(Exercise directions): Rewrite the data below, replacing every occurrence of "a single marker" with "one point" and leaving everything else unchanged.

################

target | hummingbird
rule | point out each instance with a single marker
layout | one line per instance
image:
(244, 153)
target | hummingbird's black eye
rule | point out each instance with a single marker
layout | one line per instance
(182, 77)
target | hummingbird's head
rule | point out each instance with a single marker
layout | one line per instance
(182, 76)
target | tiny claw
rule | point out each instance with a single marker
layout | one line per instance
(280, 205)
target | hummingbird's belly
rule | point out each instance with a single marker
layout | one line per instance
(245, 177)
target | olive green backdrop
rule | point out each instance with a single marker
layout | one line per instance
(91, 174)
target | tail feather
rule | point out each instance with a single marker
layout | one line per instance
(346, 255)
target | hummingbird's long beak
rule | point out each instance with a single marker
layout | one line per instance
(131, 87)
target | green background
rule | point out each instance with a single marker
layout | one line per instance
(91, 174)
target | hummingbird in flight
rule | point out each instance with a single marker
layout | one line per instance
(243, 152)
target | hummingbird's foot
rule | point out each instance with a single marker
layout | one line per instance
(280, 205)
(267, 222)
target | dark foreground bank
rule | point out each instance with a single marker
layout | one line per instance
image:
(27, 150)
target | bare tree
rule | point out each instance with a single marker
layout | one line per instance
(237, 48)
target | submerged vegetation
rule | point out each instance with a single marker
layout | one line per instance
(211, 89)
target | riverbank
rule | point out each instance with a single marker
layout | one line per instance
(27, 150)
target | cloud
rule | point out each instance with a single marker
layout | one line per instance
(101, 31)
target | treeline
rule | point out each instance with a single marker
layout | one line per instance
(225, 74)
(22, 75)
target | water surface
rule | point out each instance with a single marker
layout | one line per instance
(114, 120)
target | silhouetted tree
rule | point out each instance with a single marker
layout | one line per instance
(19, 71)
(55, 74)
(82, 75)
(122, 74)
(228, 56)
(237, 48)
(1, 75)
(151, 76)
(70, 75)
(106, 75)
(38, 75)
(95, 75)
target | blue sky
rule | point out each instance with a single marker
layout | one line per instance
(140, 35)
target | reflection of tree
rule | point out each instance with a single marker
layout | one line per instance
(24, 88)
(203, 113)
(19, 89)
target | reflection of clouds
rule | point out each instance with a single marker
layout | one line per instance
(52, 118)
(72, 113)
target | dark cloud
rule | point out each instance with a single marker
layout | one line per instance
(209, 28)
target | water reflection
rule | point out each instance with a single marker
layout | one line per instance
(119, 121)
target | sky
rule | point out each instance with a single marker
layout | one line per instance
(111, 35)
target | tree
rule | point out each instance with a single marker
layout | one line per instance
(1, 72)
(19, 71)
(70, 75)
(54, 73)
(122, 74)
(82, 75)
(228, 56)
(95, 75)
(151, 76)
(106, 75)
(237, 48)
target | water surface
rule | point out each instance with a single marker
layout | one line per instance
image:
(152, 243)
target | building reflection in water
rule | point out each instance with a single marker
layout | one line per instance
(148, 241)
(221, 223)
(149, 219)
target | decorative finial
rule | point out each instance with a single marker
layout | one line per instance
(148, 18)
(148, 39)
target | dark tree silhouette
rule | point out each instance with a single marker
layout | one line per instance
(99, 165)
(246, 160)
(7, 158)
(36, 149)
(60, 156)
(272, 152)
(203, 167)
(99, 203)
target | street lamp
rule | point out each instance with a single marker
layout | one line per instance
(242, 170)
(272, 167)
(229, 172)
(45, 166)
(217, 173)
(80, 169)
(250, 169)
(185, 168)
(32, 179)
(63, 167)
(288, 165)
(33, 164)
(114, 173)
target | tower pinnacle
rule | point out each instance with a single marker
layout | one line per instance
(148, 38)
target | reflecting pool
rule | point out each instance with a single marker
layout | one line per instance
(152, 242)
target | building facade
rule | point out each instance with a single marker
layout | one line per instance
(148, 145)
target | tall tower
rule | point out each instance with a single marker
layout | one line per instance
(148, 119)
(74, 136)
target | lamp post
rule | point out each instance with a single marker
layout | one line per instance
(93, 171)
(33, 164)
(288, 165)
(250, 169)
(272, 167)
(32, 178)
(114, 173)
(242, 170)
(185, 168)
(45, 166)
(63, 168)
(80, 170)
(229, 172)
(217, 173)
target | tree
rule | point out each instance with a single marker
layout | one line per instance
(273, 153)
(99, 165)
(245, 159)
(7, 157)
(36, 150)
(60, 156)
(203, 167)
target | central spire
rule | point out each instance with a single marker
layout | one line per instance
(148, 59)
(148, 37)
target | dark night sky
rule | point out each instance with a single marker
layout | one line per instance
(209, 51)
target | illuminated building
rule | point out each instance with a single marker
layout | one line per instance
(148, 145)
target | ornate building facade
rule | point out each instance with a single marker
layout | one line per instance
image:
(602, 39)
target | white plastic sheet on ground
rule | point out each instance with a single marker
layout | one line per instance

################

(Reply to the exercise):
target | hummingbird
rule | point out each instance with one point
layout | one line per instance
image:
(244, 153)
target | hummingbird's black eye
rule | point out each instance with one point
layout | one line per instance
(182, 77)
target | hummingbird's head
rule | point out each instance with one point
layout | one line per instance
(182, 76)
target | tiny claw
rule | point out each instance with one point
layout | one line per instance
(280, 205)
target | hummingbird's belly
rule | point out each instance with one point
layout | one line per instance
(245, 177)
target | olive green backdrop
rule | point out each instance with one point
layout | one line per instance
(91, 174)
target | tail feather
rule | point out each instance with one point
layout | one line per instance
(346, 255)
target | hummingbird's long beak
rule | point out each instance with one point
layout | one line per instance
(131, 87)
target | green background
rule | point out each instance with one point
layout | one line per instance
(91, 174)
target | hummingbird in flight
rule | point out each instance with one point
layout | one line per instance
(243, 152)
target | hummingbird's foot
rule | point out each instance with one point
layout | one line per instance
(280, 205)
(267, 222)
target | dark foreground bank
rule | point out each instance with one point
layout | one line per instance
image:
(27, 150)
target | bare tree
rule | point out each instance with one point
layout | one line per instance
(237, 48)
target | submerged vegetation
rule | point out each instance with one point
layout | one line per instance
(211, 89)
target | riverbank
rule | point out each instance with one point
layout | one line per instance
(27, 150)
target | cloud
rule | point out each instance with one point
layout | one line per instance
(101, 31)
target | treeline
rule | point out each instance with one point
layout | one line per instance
(225, 74)
(22, 75)
target | water surface
rule | point out each instance with one point
layout | one line per instance
(114, 120)
target | silhouetted tree
rule | point out each instance with one point
layout | one line per instance
(19, 71)
(55, 74)
(82, 75)
(122, 74)
(228, 56)
(237, 48)
(1, 75)
(151, 76)
(70, 75)
(106, 75)
(38, 75)
(95, 75)
target | blue sky
rule | point out each instance with one point
layout | one line per instance
(140, 35)
target | reflection of tree
rule | point out each instance with one point
layout | one line per instance
(24, 88)
(203, 113)
(19, 89)
target | reflection of clouds
rule | point out each instance with one point
layout | one line per instance
(52, 118)
(72, 113)
target | dark cloud
rule | point out each instance with one point
layout | one line per instance
(209, 28)
target | water reflection
rule | point out each instance with one point
layout | one line per instance
(119, 121)
target | sky
rule | point out each instance with one point
layout | one line per instance
(111, 35)
target | tree
rule | point out each instance with one point
layout | one line per instance
(1, 72)
(19, 71)
(70, 75)
(54, 73)
(122, 74)
(82, 75)
(228, 56)
(95, 75)
(151, 76)
(106, 75)
(237, 48)
target | water surface
rule | point out each instance with one point
layout | one line per instance
image:
(152, 243)
target | building reflection in water
rule | point out each instance with one point
layout | one line per instance
(148, 241)
(221, 223)
(149, 219)
target | decorative finial
rule | point out each instance with one point
layout | one line per instance
(148, 18)
(148, 39)
target | dark tree silhouette
rule | point out each instance with one point
layout | one line per instance
(99, 165)
(246, 160)
(7, 158)
(36, 149)
(60, 156)
(272, 152)
(203, 167)
(99, 203)
target | street lamp
rule | point out each instance with one point
layout | one line per instance
(242, 170)
(272, 167)
(229, 172)
(45, 166)
(217, 173)
(80, 169)
(250, 169)
(185, 168)
(32, 179)
(63, 167)
(288, 165)
(33, 164)
(114, 173)
target | tower pinnacle
rule | point out each instance with one point
layout | one line per instance
(148, 38)
target | reflecting pool
rule | point out each instance with one point
layout | one line per instance
(152, 242)
target | building facade
rule | point out each instance with one point
layout | one line per instance
(148, 145)
target | tall tower
rule | point out each instance with one point
layout | one line per instance
(148, 119)
(74, 136)
target | lamp post
rule | point out each instance with one point
layout | one line per instance
(93, 171)
(33, 164)
(288, 165)
(250, 169)
(272, 167)
(32, 178)
(114, 173)
(242, 170)
(185, 168)
(45, 166)
(63, 168)
(80, 170)
(229, 172)
(217, 173)
target | tree
rule | point out each instance with one point
layout | one line per instance
(273, 153)
(99, 165)
(245, 159)
(7, 157)
(36, 150)
(60, 156)
(203, 167)
target | central spire
rule | point out each instance with one point
layout | one line per instance
(148, 59)
(148, 37)
target | dark night sky
rule | point out each instance with one point
layout | one line per instance
(209, 51)
target | illuminated building
rule | point out each instance with one point
layout | one line per instance
(148, 145)
target | ornate building facade
rule | point out each instance with one point
layout | one line per instance
image:
(602, 39)
target | white plastic sheet on ground
rule | point out each instance with one point
layout | one line per instance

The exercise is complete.